= TO BE DONE =
In the lathe automation discussion below, translate this sentence into Spanish: "If we're talking about automating of 'chucking' type work, then nothing can compete with an inverted-spindle, vertical lathe."

= EXTRACT PROVIDED =
* * *
If we're talking about automating of "chucking" type work, then nothing can compete with an inverted-spindle, vertical lathe. (Yes, spindle facing down.) When you watch a 2-axis lathe load & unload itself, using only the X/Z axes & chuck opening/closing, you have a Holy crap..." moment for sure.

I have not seen them with a sub-spindle, but I have seen them with tailstocks & steady rests.




Tony is correct though. Weather you guys use a robot or not, you need to get into parametric/macro programming ASAP, especially if you are running batches of similar-part families.




CNC-Drehmaschine VL 6 fur die automatisierte Bearbeitung - EMAG Videos - YouTube
 
If we're talking about automating of "chucking" type work, then nothing can compete with an inverted-spindle, vertical lathe. (Yes, spindle facing down.) When you watch a 2-axis lathe load & unload itself, using only the X/Z axes & chuck opening/closing, you have a Holy crap..." moment for sure.

I've never seen one of those before. That is awesome. It's like the idea of using a VMC as a lathe, except it is actually designed for the work.
 
If a UR10 will handle the parts for load and unload, then they are almost certainly less than three inches in diameter and less than a foot long.

If they are less than three inches in diameter and less than a foot long, a standard bar feeder and parts catcher is much, much simpler "automation" than a robot.

What am I missing?

It will be required to process both slug and bar work.
* * *
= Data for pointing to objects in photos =
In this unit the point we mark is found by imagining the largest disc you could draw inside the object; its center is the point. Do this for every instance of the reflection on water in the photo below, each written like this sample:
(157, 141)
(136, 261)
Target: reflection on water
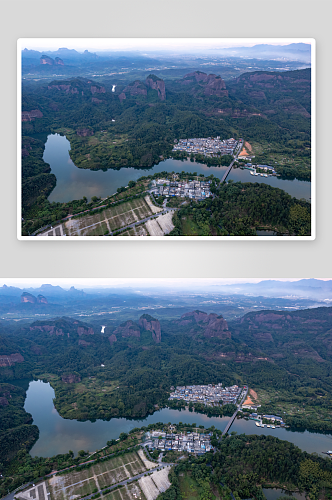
(275, 493)
(58, 435)
(73, 183)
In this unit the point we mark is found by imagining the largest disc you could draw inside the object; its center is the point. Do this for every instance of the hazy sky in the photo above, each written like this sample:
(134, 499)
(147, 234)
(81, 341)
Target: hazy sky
(137, 282)
(148, 44)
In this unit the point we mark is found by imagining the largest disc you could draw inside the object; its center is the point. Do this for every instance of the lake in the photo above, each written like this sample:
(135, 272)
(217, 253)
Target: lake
(73, 183)
(58, 435)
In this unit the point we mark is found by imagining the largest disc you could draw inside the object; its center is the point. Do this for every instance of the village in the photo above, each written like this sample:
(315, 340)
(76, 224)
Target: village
(209, 146)
(210, 395)
(198, 190)
(190, 442)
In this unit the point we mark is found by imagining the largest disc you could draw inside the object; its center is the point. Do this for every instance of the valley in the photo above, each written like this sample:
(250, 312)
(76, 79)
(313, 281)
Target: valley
(123, 122)
(83, 397)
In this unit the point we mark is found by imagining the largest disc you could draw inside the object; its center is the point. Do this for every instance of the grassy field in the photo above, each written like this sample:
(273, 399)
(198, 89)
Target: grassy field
(109, 219)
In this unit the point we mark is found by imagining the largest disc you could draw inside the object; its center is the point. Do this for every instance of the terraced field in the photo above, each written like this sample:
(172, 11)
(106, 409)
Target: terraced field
* * *
= RESPONSE TO THE EXERCISE =
Si hablamos de automatizar trabajos de tipo "chucking", entonces nada puede competir con un torno vertical de husillo invertido.